*WHAT NEEDS TO BE DONE*. Reproduce the entries below verbatim, starting at their first line and continuing through the line that contains "M 153 183 L", with both of those lines included.
-=-=-=-=-
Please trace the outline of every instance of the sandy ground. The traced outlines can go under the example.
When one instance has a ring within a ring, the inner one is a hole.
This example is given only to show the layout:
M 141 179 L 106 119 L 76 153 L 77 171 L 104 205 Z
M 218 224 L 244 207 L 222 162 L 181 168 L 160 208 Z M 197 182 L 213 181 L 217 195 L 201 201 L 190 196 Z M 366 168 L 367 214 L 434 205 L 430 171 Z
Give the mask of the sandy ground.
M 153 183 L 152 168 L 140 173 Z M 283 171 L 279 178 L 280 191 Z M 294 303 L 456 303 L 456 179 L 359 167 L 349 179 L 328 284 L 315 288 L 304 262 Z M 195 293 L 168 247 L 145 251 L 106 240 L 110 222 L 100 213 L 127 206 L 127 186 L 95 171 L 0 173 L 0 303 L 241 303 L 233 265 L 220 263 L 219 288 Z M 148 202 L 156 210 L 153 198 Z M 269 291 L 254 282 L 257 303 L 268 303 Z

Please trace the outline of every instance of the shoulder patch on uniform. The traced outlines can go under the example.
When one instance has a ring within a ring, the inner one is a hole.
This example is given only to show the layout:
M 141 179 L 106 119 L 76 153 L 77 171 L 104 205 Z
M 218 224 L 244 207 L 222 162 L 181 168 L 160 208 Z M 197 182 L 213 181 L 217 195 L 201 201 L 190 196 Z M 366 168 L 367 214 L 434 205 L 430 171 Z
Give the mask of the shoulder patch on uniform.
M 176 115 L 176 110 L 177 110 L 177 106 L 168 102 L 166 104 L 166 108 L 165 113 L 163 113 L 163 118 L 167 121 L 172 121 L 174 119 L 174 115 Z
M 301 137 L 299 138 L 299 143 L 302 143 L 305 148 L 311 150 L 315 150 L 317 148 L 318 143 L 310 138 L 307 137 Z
-=-=-=-=-
*EXPECTED ANSWER*.
Please trace the outline of every instance of the sandy ground. The traced outlines can go under the example.
When one instance has a ring within a ring, the inner one is a hole.
This example is given only to show the layout:
M 141 179 L 106 119 L 76 153 L 77 171 L 104 205 Z
M 218 224 L 244 207 L 222 162 L 181 168 L 160 208 Z M 197 182 L 213 181 L 217 195 L 201 201 L 190 196 Z M 366 168 L 367 214 L 434 205 L 430 171 Z
Give the mask of the sandy ground.
M 153 183 L 152 168 L 140 173 Z M 283 171 L 279 178 L 280 191 Z M 294 303 L 456 303 L 456 179 L 359 167 L 349 179 L 328 284 L 315 288 L 304 262 Z M 195 293 L 168 247 L 145 251 L 106 240 L 110 222 L 100 213 L 127 206 L 127 186 L 95 171 L 0 173 L 0 303 L 241 303 L 233 265 L 220 263 L 219 288 Z M 148 202 L 156 210 L 153 198 Z M 269 291 L 254 282 L 257 303 L 268 303 Z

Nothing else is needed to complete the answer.